** BEGIN PASSAGE SHOWN **

The figure below shows the top 10 CMC patent assignees in the last 35 years. Eight are large aerospace corporations, with major engine-producers GE Aviation, Pratt and Whitney (through its parent United Technologies Corp.), and Rolls-Royce featured prominently. GE Aviation, with its partner Safran, is the runaway leader on patent count. These two companies own more than a third of total patents since 1980, more than the next eight assignees combined. It should come as no surprise that GE is on track to be the first corporation to bring a CMC part to the hot section of jet engines, with a turbine shroud that will be installed on the 2016 LEAP engine, a high-bypass turbofan.

3. This chart shows that GE and its partner Safran have dominated the CMC patent activity since 1980.

The few innovative start-ups have technologies that almost exclusively target reductions in the energy needed to make structural ceramics. Some, such as Starfire Systems and Covaron Advanced Materials, have done this by developing novel polymer precursors to structural ceramics that don’t require the repeated pyrolysis and infiltration steps of conventional methods. Others, such as Free Form Fibers and Advanced Ceramic Fibers, have developed processes to create critical fiber forms using less energy.

Funding from governments, especially in the form of military Small Business Innovation Research (SBIR) grants in the U.S., are a key source of funding for structural ceramics start-ups. Many, such as Free Form Fibers and Ceralink, have relied on these funding sources during development cycles that typically last five to 10 years. But the number of SBIR grants related to CMCs dropped 50% from 2009 to 2011, and the total value has dropped around 25% in the same timeframe (see the figure below). This undoubtedly further limits new start-ups and makes it difficult for many existing yet pre-revenue players to continue development.

4. Funding for CMCs through Small Business Innovation Research grants dropped 50% between 2009 and 2011, putting a financial squeeze on smaller businesses involved in developing ceramics.

Ceramics’ Future

5. Analysis by Lux Researcher into the various demands being placed on ceramics by industries shows several areas where small changes could have major disruptive impacts.

To find roles in new markets, structural ceramics will need to deliver on a broader spectrum of properties than current applications require. In particular, engine applications (aerospace and otherwise) and structural aerospace components all have several properties that earned a rating of four or higher in Lux Research’s analysis. (The rating places 0 at the bottom, least needed, and five at the top, most needed. See the figure below.)

Despite decades of research, structural ceramics have generally struggled to gain commercial traction in these multifunctional applications because of ceramics’ high cost and low toughness. That being said, CMCs’ combination of toughness, strength, and service temperature could let them meet these needs if the engineers can make the requisite innovations. Specifically, technologies that reduce the cost of intermediates like fibers can unlock new markets, and processing advancements can make CMC parts more reliable, thus easing qualification. What’s more, material suppliers’ upstream positions in the value chain means those who commercialize these technologies will not have to penetrate deeply into tightly controlled aerospace, defense, or energy industries to reap significant returns.

** END PASSAGE SHOWN **
** BEGIN GIVEN ENTRIES **

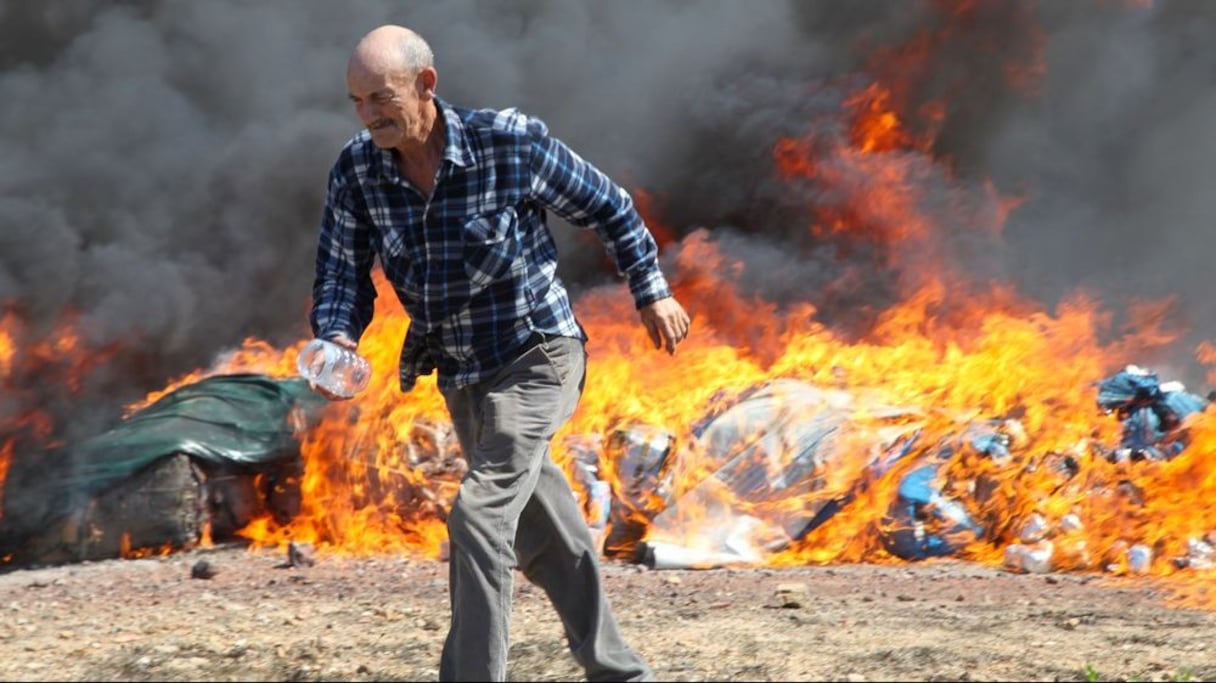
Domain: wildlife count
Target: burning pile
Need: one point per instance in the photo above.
(905, 408)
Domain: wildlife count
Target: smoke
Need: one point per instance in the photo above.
(162, 165)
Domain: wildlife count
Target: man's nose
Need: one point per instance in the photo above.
(366, 112)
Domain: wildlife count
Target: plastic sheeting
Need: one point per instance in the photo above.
(237, 422)
(1150, 412)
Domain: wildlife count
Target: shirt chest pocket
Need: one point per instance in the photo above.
(490, 246)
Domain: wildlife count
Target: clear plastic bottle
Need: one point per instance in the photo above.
(333, 367)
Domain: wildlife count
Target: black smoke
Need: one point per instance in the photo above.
(162, 164)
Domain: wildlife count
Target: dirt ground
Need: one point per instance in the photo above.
(259, 617)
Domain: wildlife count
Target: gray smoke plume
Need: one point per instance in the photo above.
(162, 164)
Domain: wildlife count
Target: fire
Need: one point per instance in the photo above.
(949, 349)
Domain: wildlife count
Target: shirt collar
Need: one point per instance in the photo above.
(455, 144)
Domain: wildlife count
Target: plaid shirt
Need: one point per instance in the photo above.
(474, 265)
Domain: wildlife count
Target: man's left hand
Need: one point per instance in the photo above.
(666, 322)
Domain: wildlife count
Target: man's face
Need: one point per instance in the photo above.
(389, 106)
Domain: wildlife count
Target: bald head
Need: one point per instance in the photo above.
(392, 83)
(390, 50)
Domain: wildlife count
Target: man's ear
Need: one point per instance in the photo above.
(427, 80)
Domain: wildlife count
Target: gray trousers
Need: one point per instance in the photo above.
(516, 508)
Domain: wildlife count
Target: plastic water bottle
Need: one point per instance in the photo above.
(333, 367)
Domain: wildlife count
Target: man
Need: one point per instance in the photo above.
(454, 202)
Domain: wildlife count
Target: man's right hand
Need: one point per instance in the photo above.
(342, 340)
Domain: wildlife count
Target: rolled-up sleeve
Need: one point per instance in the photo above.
(343, 294)
(586, 197)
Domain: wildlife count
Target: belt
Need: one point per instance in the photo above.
(534, 339)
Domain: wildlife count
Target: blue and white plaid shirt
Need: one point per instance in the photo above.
(474, 264)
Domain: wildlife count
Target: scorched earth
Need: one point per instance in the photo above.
(259, 617)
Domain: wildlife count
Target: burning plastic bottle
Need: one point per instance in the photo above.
(333, 367)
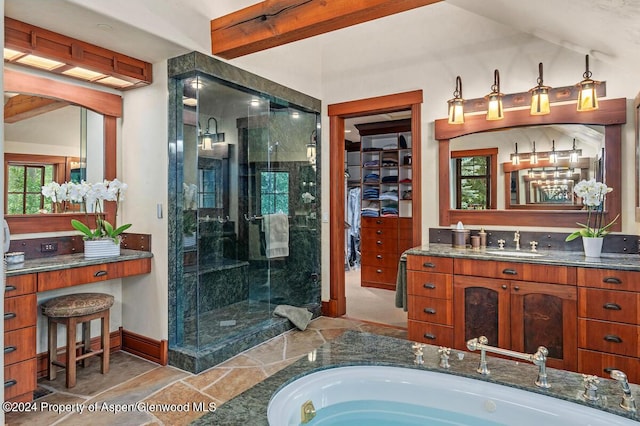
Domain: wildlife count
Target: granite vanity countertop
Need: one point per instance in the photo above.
(620, 261)
(358, 348)
(66, 261)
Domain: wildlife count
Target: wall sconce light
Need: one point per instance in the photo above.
(540, 96)
(587, 97)
(456, 105)
(208, 139)
(311, 148)
(533, 157)
(494, 99)
(515, 157)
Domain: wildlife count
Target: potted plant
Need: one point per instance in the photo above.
(104, 240)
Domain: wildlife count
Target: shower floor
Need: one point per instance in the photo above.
(230, 322)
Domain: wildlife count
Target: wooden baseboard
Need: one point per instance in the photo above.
(115, 343)
(145, 347)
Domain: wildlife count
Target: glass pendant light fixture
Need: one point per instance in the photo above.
(515, 157)
(540, 96)
(533, 157)
(456, 105)
(553, 156)
(494, 99)
(587, 97)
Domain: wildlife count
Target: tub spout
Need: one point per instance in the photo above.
(628, 402)
(539, 358)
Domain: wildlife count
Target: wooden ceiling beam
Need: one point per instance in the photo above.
(21, 107)
(273, 23)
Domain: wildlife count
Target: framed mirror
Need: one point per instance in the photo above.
(611, 116)
(108, 106)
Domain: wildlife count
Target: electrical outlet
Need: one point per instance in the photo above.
(48, 247)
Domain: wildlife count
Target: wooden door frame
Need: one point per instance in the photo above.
(337, 304)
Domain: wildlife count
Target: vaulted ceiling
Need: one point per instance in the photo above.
(154, 30)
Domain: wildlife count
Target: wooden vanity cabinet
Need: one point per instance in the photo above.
(20, 314)
(429, 296)
(609, 322)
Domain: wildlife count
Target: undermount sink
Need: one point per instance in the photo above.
(511, 253)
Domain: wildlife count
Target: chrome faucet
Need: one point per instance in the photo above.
(539, 358)
(628, 402)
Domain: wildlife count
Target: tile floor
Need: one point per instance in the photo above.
(141, 387)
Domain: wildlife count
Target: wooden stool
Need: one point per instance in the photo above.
(70, 311)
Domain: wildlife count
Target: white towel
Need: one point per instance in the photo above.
(276, 235)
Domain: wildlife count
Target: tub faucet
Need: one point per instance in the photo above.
(628, 402)
(539, 358)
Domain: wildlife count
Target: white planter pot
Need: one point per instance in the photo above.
(101, 248)
(592, 246)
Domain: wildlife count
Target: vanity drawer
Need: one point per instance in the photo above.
(51, 280)
(379, 243)
(609, 305)
(612, 337)
(433, 334)
(20, 378)
(20, 312)
(18, 285)
(430, 309)
(19, 345)
(429, 284)
(608, 279)
(515, 271)
(430, 264)
(601, 364)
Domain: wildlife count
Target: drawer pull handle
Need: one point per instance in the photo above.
(612, 306)
(613, 338)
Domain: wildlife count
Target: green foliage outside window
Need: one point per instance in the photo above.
(24, 186)
(274, 192)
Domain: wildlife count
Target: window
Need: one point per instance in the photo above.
(475, 172)
(274, 192)
(24, 187)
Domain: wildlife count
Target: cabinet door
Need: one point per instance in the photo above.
(481, 308)
(545, 315)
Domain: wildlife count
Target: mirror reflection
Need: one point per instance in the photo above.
(48, 140)
(539, 167)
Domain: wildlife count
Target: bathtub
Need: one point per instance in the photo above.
(381, 395)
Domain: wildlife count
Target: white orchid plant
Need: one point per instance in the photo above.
(91, 196)
(593, 195)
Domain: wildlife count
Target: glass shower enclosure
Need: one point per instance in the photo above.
(243, 215)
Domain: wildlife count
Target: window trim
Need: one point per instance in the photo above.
(492, 153)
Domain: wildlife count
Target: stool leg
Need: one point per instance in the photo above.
(53, 348)
(86, 341)
(104, 322)
(71, 352)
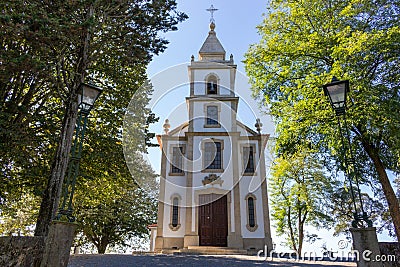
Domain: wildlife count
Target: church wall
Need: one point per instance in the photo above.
(200, 77)
(200, 114)
(244, 190)
(251, 184)
(174, 188)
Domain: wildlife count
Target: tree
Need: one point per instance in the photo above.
(300, 192)
(306, 42)
(113, 209)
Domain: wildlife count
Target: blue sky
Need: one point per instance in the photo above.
(236, 23)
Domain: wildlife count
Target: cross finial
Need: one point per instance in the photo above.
(212, 9)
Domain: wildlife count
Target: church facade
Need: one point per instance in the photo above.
(213, 189)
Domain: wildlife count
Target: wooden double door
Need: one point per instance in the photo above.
(213, 220)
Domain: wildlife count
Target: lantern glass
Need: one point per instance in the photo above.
(337, 92)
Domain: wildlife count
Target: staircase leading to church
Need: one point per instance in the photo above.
(204, 250)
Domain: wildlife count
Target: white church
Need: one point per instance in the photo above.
(213, 189)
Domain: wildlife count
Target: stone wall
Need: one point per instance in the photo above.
(24, 251)
(391, 248)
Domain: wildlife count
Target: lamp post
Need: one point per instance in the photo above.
(337, 93)
(86, 98)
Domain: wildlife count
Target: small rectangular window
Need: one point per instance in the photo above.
(212, 115)
(177, 160)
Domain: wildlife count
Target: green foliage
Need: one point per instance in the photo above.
(300, 194)
(47, 50)
(112, 209)
(306, 42)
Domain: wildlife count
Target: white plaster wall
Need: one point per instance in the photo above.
(169, 150)
(226, 161)
(243, 131)
(200, 114)
(244, 190)
(172, 188)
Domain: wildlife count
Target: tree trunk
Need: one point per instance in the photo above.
(387, 188)
(301, 234)
(292, 238)
(51, 196)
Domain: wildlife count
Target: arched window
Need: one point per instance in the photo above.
(212, 85)
(251, 201)
(175, 212)
(250, 205)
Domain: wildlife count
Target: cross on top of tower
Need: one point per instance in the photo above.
(212, 9)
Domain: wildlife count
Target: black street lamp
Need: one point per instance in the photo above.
(337, 93)
(86, 98)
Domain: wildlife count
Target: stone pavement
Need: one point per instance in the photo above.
(120, 260)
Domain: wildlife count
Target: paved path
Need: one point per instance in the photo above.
(118, 260)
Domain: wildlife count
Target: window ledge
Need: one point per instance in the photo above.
(176, 174)
(251, 229)
(213, 170)
(249, 174)
(212, 125)
(174, 228)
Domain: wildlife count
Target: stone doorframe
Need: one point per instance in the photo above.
(206, 191)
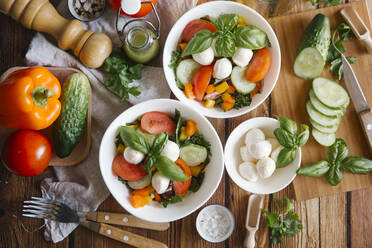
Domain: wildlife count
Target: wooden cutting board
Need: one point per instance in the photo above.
(291, 93)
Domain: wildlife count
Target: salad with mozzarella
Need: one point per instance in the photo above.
(221, 62)
(160, 158)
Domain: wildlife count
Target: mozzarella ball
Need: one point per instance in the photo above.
(265, 167)
(248, 171)
(204, 58)
(260, 150)
(171, 151)
(132, 156)
(222, 68)
(254, 135)
(160, 183)
(242, 56)
(246, 156)
(274, 143)
(274, 155)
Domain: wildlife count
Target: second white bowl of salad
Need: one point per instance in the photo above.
(222, 58)
(161, 160)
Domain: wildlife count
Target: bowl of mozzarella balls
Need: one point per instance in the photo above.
(251, 152)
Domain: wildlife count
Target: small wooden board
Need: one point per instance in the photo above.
(81, 150)
(291, 93)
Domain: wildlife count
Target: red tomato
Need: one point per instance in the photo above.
(145, 8)
(27, 153)
(126, 170)
(259, 65)
(195, 26)
(180, 188)
(200, 81)
(157, 122)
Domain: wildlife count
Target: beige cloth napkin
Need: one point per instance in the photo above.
(81, 186)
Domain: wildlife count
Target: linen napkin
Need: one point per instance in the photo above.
(81, 186)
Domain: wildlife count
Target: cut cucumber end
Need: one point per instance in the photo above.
(309, 63)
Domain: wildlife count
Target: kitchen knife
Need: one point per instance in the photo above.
(360, 103)
(122, 236)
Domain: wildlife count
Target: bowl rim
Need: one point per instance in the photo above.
(229, 165)
(219, 147)
(228, 114)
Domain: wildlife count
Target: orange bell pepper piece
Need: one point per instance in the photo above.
(29, 99)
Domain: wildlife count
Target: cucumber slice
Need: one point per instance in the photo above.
(309, 63)
(193, 154)
(186, 69)
(320, 118)
(325, 139)
(330, 93)
(320, 107)
(241, 84)
(141, 183)
(324, 129)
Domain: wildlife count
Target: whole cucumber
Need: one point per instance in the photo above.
(70, 124)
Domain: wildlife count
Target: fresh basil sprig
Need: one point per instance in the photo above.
(337, 161)
(287, 135)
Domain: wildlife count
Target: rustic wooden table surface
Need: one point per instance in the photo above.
(343, 220)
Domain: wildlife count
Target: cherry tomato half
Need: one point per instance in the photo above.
(27, 153)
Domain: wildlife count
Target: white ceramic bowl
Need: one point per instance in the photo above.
(214, 9)
(155, 212)
(279, 180)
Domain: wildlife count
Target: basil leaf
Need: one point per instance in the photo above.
(226, 22)
(285, 157)
(170, 169)
(334, 175)
(201, 41)
(287, 124)
(338, 151)
(316, 169)
(251, 37)
(225, 45)
(303, 136)
(357, 165)
(285, 138)
(134, 139)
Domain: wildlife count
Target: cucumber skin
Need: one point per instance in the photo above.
(70, 124)
(317, 35)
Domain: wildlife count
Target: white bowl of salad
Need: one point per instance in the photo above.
(161, 160)
(222, 58)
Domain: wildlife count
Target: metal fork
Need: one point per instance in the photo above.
(55, 210)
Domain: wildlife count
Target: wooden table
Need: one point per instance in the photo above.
(343, 220)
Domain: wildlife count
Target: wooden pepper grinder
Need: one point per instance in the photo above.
(40, 15)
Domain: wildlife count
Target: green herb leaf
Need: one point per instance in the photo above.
(251, 37)
(170, 169)
(201, 41)
(134, 139)
(285, 157)
(226, 22)
(316, 169)
(357, 165)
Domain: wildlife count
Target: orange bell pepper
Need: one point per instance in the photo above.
(29, 99)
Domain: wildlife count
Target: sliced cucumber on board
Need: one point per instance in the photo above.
(186, 69)
(313, 50)
(241, 84)
(325, 139)
(330, 93)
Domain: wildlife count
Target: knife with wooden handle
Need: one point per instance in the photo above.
(122, 235)
(124, 220)
(359, 101)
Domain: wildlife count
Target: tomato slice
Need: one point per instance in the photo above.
(200, 81)
(157, 122)
(180, 188)
(259, 65)
(195, 26)
(127, 171)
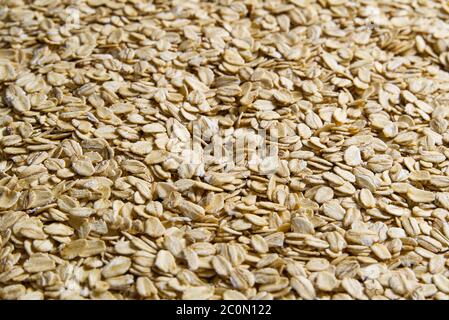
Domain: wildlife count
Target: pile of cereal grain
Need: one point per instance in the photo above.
(109, 110)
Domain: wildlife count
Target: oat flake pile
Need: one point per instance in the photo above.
(100, 98)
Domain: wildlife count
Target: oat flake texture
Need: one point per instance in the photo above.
(131, 163)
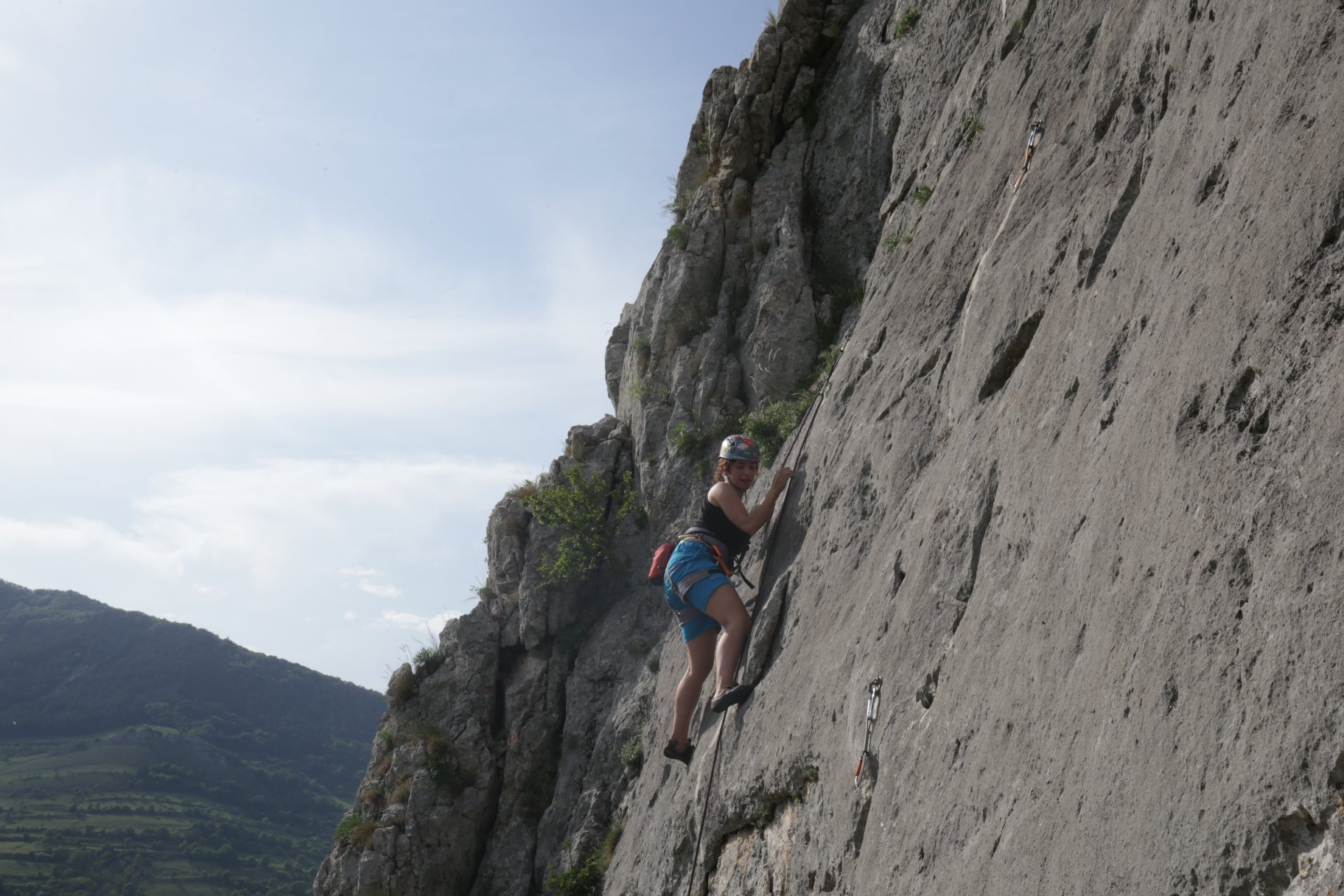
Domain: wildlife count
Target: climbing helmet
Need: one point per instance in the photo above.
(740, 448)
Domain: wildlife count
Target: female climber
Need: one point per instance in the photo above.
(698, 589)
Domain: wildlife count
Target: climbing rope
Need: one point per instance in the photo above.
(809, 418)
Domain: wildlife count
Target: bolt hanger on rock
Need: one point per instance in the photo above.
(870, 716)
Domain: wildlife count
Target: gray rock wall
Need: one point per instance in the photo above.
(1073, 491)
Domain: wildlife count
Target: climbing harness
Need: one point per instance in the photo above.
(870, 716)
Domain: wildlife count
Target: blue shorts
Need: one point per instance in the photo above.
(691, 556)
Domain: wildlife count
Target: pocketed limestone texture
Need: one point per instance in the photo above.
(1074, 489)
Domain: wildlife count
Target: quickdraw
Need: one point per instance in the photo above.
(870, 716)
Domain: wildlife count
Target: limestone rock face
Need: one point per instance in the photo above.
(1073, 491)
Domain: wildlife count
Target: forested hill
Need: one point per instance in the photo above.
(141, 757)
(71, 667)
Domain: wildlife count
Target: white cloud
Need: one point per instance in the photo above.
(11, 62)
(412, 621)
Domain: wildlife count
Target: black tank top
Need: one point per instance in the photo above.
(721, 527)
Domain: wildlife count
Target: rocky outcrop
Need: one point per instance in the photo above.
(1071, 491)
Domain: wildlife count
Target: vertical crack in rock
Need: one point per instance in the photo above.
(977, 536)
(924, 696)
(1116, 220)
(1009, 355)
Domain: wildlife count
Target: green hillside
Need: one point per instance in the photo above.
(148, 757)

** END GIVEN ENTRIES **

WHAT IS BEING ASKED →
Retype the passage on structural ceramics from "To find roles" to "the figure below.)".

CORRECT RESPONSE →
To find roles in new markets, structural ceramics will need to deliver on a broader spectrum of properties than current applications require. In particular, engine applications (aerospace and otherwise) and structural aerospace components all have several properties that earned a rating of four or higher in Lux Research’s analysis. (The rating places 0 at the bottom, least needed, and five at the top, most needed. See the figure below.)